Dataset extract below:

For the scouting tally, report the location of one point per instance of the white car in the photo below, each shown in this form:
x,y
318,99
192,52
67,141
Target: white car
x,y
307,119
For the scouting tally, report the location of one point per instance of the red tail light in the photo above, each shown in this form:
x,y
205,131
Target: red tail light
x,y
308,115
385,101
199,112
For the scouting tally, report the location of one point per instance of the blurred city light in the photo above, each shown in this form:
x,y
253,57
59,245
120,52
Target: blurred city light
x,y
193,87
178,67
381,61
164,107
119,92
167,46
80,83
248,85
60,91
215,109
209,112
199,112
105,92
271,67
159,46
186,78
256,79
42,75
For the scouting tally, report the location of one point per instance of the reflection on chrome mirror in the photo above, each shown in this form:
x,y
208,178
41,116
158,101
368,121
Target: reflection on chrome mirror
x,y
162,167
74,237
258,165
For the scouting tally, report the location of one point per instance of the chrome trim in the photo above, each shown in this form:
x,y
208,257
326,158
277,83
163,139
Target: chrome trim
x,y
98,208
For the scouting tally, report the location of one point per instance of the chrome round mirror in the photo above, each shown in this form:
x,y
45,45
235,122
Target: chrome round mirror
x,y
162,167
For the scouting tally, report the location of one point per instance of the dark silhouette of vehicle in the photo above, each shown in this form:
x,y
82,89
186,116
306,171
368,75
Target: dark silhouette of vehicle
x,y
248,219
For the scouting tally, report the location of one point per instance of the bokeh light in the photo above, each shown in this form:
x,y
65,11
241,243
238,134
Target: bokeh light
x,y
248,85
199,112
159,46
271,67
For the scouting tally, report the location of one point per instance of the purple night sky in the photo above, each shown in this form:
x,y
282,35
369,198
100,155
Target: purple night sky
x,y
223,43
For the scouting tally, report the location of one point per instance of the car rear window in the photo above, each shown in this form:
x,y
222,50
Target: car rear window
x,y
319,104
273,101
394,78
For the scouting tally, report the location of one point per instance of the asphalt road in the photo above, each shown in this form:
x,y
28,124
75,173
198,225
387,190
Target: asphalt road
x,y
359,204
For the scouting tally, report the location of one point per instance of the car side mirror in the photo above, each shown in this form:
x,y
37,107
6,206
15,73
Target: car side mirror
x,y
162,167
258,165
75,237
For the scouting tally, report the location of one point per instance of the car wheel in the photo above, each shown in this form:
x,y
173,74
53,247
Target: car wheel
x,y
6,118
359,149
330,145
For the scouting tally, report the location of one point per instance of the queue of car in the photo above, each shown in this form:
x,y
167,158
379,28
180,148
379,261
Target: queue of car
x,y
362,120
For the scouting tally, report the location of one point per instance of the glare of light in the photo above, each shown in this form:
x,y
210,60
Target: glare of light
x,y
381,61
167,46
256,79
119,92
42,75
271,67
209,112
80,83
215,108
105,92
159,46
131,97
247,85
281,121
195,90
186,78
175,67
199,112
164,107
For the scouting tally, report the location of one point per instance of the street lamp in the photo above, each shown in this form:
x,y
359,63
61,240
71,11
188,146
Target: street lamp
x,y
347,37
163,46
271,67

End of Dataset extract.

**Directions:** Copy each record from above exactly, and include every line.

**Response area:**
For the scouting tally, report the location of one point per instance of the white car in the photo below, each shown in this form:
x,y
318,99
192,52
67,141
Target: white car
x,y
307,119
For the scouting tally, report the location of one point per instance of the red tail light in the photo above, each shown in this form:
x,y
205,131
Target: red tail light
x,y
308,115
385,101
199,112
For the scouting tally, report the location of one point per instance of the blurred city light in the photo above, each shown in this form:
x,y
253,57
59,245
120,52
Target: blurred city light
x,y
193,87
178,67
381,61
164,107
119,92
167,46
80,83
248,85
60,91
215,109
209,112
199,112
105,92
271,67
159,46
186,78
256,79
42,75
For the scouting tally, report the location of one point per instance of the reflection on chrome mirror in the photo above, each shown in this form:
x,y
208,178
41,116
158,101
368,121
Target: reflection on chrome mirror
x,y
162,167
74,237
258,165
For the scouting tally, report the location of one point per instance of the chrome trim in the photo above, each shown in this form:
x,y
208,257
326,158
277,83
163,139
Target: chrome trim
x,y
98,208
For the scouting tally, report the location of one point per instance of the chrome round mirror in the photo above, each shown in this form:
x,y
45,45
235,122
Target: chrome round mirror
x,y
162,167
For the scouting tally, report the location of one point per instance of the dark silhouette of vehicle in the photo above, each shown in this form:
x,y
82,89
186,116
306,171
368,75
Target: dark silhouette of vehicle
x,y
248,219
For the scouting tally, report the location of one point per instance of the bokeh light in the photo above, each shown in this form:
x,y
65,11
241,243
238,134
Target: bokeh light
x,y
248,85
199,112
159,46
271,67
For the scouting tally, report the location of one point per instance of the purple night sky in the photo above, each shown in this form:
x,y
282,35
369,198
100,155
Target: purple night sky
x,y
223,43
For the scouting tally, report the location of one point per instance of the car rear window in the photo above, each shown in this form:
x,y
222,50
Target: car rear window
x,y
319,104
273,101
394,78
For the scouting tally, report the location of one point per instance of the asphalt road in the photo above, each shown in this form:
x,y
28,124
75,173
198,225
387,190
Target: asphalt road
x,y
359,204
For the scouting tally, report the location of one point per instance of the car side mirror in the photo above, each shown in this form:
x,y
37,107
6,206
15,73
Target: car side mirror
x,y
162,167
258,165
75,237
For the scouting tally, report the location of one point per instance of the car wheel in the photo above, each shown in this form:
x,y
173,74
53,247
Target: car wheel
x,y
6,118
359,149
330,145
For the scouting tally, report the location of one point per instance of the queue of car in the photo above, each shown in this form:
x,y
167,158
379,28
180,148
379,261
Target: queue of car
x,y
362,120
For the scouting tally, report the location of one point per instance of the glare of light in the photo above, each shown in this form:
x,y
210,60
Target: glare of light
x,y
381,61
167,46
256,79
119,92
42,75
271,67
209,112
80,83
215,108
105,92
159,46
131,97
247,85
281,121
195,90
186,78
175,67
199,112
164,107
For the scouting tally, report the location of one point per instance of the street lamp in the photo above, each shown in this form:
x,y
359,63
61,240
71,11
188,146
Target: street lamp
x,y
347,37
163,46
271,67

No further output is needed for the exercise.